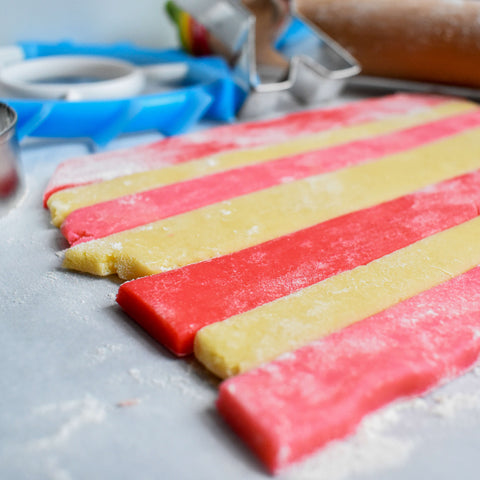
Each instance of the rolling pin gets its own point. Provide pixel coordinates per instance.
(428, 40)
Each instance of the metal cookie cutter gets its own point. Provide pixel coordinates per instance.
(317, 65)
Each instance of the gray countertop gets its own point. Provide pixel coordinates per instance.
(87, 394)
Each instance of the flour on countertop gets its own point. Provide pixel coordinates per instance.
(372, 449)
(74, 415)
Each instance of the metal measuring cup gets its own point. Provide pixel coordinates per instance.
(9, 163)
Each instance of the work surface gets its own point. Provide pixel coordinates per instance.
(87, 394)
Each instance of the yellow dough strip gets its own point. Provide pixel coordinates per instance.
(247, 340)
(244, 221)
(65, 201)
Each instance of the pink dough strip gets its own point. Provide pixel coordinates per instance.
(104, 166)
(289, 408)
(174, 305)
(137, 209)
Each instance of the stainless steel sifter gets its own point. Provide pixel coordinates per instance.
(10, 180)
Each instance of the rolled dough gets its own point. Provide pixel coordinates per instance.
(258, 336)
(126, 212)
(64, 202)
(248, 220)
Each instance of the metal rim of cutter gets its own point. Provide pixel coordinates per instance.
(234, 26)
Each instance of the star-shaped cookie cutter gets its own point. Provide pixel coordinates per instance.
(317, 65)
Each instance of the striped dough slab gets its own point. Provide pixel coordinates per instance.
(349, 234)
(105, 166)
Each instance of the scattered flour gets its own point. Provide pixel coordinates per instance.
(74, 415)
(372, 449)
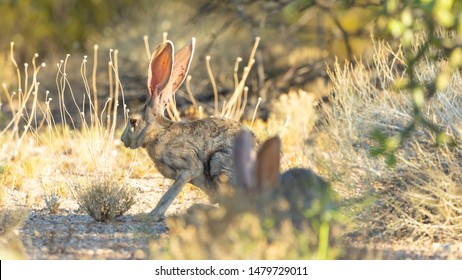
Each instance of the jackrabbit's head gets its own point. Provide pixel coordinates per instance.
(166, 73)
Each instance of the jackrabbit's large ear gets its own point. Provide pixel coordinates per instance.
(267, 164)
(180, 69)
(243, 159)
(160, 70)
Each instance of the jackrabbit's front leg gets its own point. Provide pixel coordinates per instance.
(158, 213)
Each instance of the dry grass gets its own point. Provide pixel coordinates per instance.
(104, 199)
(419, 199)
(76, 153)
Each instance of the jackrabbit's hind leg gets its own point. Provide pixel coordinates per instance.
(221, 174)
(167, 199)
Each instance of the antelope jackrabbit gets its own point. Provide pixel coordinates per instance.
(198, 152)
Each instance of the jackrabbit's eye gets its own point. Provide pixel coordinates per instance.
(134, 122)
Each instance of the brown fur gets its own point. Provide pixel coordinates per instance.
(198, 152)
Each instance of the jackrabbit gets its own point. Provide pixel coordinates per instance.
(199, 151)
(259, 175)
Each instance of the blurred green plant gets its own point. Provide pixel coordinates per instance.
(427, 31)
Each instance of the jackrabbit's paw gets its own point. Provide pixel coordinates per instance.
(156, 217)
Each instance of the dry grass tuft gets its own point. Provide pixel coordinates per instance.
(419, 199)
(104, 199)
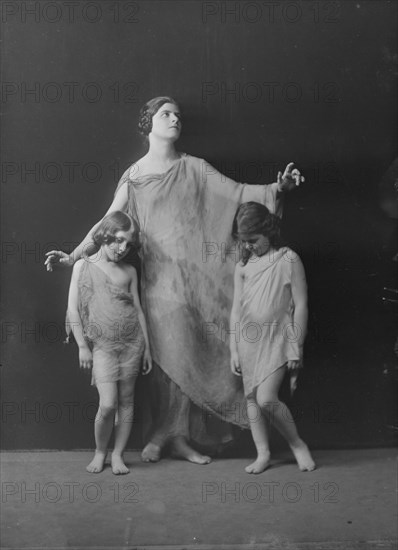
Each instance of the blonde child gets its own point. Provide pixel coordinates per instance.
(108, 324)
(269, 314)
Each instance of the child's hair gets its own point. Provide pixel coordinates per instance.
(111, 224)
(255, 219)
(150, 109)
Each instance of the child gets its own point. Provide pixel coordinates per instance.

----------

» WHAT IS NEEDED
Please rewrite all of the data above, replacing "pixel coordinates" with "x-y coordinates" everywhere and changing nothing else. Leave out the pictures.

» OUTPUT
Each instance of the rolling pin gets its own point. Provide x-y coordinates per instance.
(428, 40)
Each instance of the metal cookie cutter gets its own point. Provide x-y coordinates per instance.
(317, 65)
Each instance of the gray countertop gets its own point. Provide x-y coordinates per instance.
(87, 394)
Each instance of the flour on countertop gets its own point. Provide x-y coordinates per instance.
(372, 449)
(74, 415)
Each instance of the metal measuring cup gets its own point. Provide x-y coordinates per instance.
(9, 163)
Each instance of the work surface gets its own point. Provide x-y coordinates per instance.
(87, 394)
Each instance of the yellow dough strip gets its own point. Provide x-y coordinates per instance.
(247, 340)
(244, 221)
(65, 201)
Each instance of the pink dough strip gets its own point. Provide x-y coordinates per instance.
(104, 166)
(289, 408)
(174, 305)
(137, 209)
Each instance of the stainless steel sifter gets its own point. Provide x-y coordinates per instance.
(10, 180)
Each instance of the rolled dough gets its own point. Provide x-y coordinates per instance.
(258, 336)
(126, 212)
(64, 202)
(248, 220)
Each instance of the metal rim of cutter gets its own point. Provide x-y coordinates per instance.
(234, 26)
Each instance of the star-shaped cookie cutter gets its own point. Provide x-y coordinates per instance.
(317, 65)
Each instance of the striped dough slab gets its own point. Provide x-y coordinates per instance.
(349, 234)
(105, 166)
Each instance of the scattered flour gets its own point. Provide x-y coordinates per instance.
(74, 415)
(372, 449)
Each instance of the jackrabbit's head gets its own point. Provide x-y coordinates per instance.
(166, 73)
Each instance of the jackrabbit's large ear gets its own point. Provide x-y coordinates per instance.
(267, 164)
(180, 69)
(243, 159)
(160, 70)
Each instance of the jackrabbit's front leg gets its own point. Provide x-y coordinates per instance.
(158, 213)
Each instance of the dry grass gets its own point. Provide x-y coordinates per instance.
(104, 199)
(419, 199)
(76, 153)
Each instance of the jackrabbit's hind leg gets its own point. Provide x-y coordinates per instance.
(221, 174)
(167, 199)
Each instance of the antelope jackrabbit gets its own point. Provide x-y coordinates per instance.
(198, 152)
Each instance of the jackrabbit's eye gets its own point. Provide x-y coordinates per instance.
(134, 122)
Each instance of the brown fur gets its own point. Provide x-y coordinates per instance.
(198, 152)
Each instance of the jackrabbit gets its own point. Provide x-y coordinates per instance.
(199, 151)
(259, 175)
Each instance of the blurred green plant gets its own point. Provide x-y coordinates per instance.
(427, 31)
Each instance of the jackrabbit's paw gets its own point. Provide x-y coordinates per instance.
(156, 217)
Each instance of the dry grass tuft gets its own point. Provide x-y coordinates per instance.
(419, 199)
(104, 199)
Each instance of the blonde child gets its own point. Provide x-y coordinates per instance.
(108, 324)
(269, 314)
Each instance of the child's hair gets its own point. Provide x-y coordinates per instance.
(111, 224)
(255, 219)
(150, 109)
Each instance of the child gets its own point. Provide x-y coordinates per instance.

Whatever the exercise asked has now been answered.